Segment Start: Passage to read
Friday, June 6, 2014

Taylor Thompson quietly making solid case to join White Sox bullpen

On Thursday, the White Sox selected N.C. State pitcher Carlos Rodon with the third pick in the 2014 First-Year Players Draft. Assuming the lefthander signs with the team, his start-to-start progress through the Minor Leagues will be water cooler talk from North Carolina to the south side of Chicago.

If he stubs a toe, there’s a decent chance you’ll hear about it.

Taylor Thompson, on the other hand, has quietly performed well every year since beginning his professional career and there’s almost no chance you’ve heard about a single outing.

Ask Thompson when he was drafted and the 6-foot-5-inch right-hander will answer without hesitation. 

“The 44th.”

More specifically, he was selected with the 1,333 pick in the 2009 First-Year Player Draft.  

When Thompson – who attended Auburn University for three years – tossed one and 2/3 scoreless innings this past Wednesday, he extended his current scoreless-innings streak to 15.2.

He last allowed a run with two outs in the eighth inning of a Knights home game against Lehigh Valley on May 6 when Jim Murphy took him deep.

The 26-year-old responded by striking out Steve Susdorf to end the inning. No one has scored on him since.

“I’ve just gotten back in the groove,” said Thompson, whose voice somehow seems too wise for his age. “I was working on some things in the first month that I wasn’t comfortable with, but I was just trying to settle in and it started to come together in May. I’ve just got to keep it rolling and keep going out there and doing what I’ve been doing.”

During April, Thompson – who throws a low/mid-90’s fastball as well a slider and split – allowed nine runs in 12 and 2/3 innings of work while struggling to stay on top of the ball and keep his front side from flying open.
Segment End: Passage to read
> [Work instruction]
Rewrite the Taylor Thompson article between "Taylor Thompson quietly" and "First-Year Player Draft.", inclusive, replacing "water cooler talk" with "clubhouse chatter".
Segment Start: Dataset extract
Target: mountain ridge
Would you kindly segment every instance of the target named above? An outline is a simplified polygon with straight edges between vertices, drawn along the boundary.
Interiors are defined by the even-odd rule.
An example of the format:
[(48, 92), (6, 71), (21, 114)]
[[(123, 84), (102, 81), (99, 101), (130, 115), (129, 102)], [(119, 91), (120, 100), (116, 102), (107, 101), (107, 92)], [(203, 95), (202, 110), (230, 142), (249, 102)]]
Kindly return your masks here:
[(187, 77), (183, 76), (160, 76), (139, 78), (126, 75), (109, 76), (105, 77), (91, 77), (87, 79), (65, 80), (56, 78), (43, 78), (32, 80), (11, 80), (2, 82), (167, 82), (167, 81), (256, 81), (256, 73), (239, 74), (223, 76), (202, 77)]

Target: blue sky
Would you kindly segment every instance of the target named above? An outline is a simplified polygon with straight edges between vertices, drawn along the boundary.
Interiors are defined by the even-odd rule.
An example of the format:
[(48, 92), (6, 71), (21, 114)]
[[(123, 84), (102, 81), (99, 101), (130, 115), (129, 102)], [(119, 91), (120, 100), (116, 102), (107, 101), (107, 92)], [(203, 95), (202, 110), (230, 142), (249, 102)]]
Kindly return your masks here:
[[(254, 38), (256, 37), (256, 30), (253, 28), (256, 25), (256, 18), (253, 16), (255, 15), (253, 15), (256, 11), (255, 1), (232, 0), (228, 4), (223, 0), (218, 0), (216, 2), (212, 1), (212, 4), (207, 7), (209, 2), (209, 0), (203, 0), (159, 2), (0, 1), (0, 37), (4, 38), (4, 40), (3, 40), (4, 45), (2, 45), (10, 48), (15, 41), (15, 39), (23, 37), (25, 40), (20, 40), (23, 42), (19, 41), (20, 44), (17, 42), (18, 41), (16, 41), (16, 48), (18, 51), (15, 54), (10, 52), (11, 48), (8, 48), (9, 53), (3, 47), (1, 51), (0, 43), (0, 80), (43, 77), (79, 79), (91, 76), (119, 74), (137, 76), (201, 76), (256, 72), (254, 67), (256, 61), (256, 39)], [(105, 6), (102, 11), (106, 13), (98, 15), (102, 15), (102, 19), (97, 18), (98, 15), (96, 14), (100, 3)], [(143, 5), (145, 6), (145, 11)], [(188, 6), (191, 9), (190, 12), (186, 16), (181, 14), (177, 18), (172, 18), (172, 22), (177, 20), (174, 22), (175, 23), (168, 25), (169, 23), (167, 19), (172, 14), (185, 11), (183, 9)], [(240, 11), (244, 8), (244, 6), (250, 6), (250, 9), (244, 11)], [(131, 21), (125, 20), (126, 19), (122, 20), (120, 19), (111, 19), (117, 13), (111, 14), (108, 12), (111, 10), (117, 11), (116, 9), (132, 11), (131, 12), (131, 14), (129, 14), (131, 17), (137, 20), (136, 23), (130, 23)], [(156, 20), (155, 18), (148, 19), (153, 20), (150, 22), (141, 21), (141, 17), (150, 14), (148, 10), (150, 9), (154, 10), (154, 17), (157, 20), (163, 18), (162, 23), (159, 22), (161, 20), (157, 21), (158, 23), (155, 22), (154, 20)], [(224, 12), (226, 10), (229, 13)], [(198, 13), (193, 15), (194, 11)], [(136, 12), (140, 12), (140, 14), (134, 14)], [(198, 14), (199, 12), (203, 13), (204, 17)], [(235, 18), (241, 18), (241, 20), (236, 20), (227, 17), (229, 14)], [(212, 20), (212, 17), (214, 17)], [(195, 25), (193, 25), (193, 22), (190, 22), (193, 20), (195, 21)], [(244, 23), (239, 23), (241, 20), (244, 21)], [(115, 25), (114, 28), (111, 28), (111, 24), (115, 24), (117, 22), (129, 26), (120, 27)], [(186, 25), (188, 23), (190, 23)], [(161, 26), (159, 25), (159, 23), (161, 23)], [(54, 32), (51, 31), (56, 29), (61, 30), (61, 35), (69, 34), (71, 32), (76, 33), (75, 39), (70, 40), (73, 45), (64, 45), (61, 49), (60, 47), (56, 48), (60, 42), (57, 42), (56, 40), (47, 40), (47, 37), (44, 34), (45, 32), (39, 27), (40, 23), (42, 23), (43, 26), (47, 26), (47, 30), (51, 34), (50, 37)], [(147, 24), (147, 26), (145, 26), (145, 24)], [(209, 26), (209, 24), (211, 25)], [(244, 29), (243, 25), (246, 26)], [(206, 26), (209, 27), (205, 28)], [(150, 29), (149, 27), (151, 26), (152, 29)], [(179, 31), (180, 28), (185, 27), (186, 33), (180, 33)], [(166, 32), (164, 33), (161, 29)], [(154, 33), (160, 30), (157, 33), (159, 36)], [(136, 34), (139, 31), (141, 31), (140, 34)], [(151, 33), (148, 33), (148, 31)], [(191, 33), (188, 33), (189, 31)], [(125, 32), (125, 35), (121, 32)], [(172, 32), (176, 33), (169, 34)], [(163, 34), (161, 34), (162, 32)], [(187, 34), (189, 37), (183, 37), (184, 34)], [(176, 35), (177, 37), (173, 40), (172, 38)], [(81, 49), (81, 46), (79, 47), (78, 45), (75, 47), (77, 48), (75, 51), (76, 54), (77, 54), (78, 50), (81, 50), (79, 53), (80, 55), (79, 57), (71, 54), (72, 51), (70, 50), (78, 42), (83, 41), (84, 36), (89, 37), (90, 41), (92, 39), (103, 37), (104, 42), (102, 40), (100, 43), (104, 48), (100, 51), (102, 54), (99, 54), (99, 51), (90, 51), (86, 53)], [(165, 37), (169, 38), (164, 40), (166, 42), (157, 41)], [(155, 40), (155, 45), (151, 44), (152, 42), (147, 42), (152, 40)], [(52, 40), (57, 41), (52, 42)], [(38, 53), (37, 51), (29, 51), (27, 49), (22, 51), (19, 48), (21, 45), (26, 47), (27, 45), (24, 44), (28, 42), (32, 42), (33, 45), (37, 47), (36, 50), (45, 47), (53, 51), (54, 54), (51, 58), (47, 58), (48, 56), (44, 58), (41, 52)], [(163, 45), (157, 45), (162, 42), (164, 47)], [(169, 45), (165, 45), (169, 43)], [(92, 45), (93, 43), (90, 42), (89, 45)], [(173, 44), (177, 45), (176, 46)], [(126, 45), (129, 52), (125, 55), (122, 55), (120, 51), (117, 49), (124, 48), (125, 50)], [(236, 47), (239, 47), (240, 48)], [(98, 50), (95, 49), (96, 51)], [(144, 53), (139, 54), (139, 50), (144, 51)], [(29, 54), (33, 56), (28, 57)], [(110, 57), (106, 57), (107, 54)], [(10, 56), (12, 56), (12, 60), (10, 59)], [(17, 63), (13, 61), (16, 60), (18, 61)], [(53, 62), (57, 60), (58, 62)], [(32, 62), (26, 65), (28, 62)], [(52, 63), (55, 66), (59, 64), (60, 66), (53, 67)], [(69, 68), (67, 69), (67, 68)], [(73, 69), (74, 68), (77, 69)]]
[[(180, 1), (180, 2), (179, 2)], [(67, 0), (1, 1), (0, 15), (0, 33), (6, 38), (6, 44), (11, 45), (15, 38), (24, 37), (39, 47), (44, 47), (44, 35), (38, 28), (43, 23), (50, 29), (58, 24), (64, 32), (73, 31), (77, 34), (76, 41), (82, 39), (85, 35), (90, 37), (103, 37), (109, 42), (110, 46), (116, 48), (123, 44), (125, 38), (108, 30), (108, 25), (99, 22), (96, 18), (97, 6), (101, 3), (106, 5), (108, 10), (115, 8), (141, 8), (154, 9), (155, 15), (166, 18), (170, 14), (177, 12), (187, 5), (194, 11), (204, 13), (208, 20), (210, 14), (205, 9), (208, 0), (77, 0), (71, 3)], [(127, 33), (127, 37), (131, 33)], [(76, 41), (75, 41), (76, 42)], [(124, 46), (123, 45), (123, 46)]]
Segment End: Dataset extract
> [Written answer]
Taylor Thompson quietly making solid case to join White Sox bullpen

On Thursday, the White Sox selected N.C. State pitcher Carlos Rodon with the third pick in the 2014 First-Year Players Draft. Assuming the lefthander signs with the team, his start-to-start progress through the Minor Leagues will be clubhouse chatter from North Carolina to the south side of Chicago.

If he stubs a toe, there’s a decent chance you’ll hear about it.

Taylor Thompson, on the other hand, has quietly performed well every year since beginning his professional career and there’s almost no chance you’ve heard about a single outing.

Ask Thompson when he was drafted and the 6-foot-5-inch right-hander will answer without hesitation. 

“The 44th.”

More specifically, he was selected with the 1,333 pick in the 2009 First-Year Player Draft.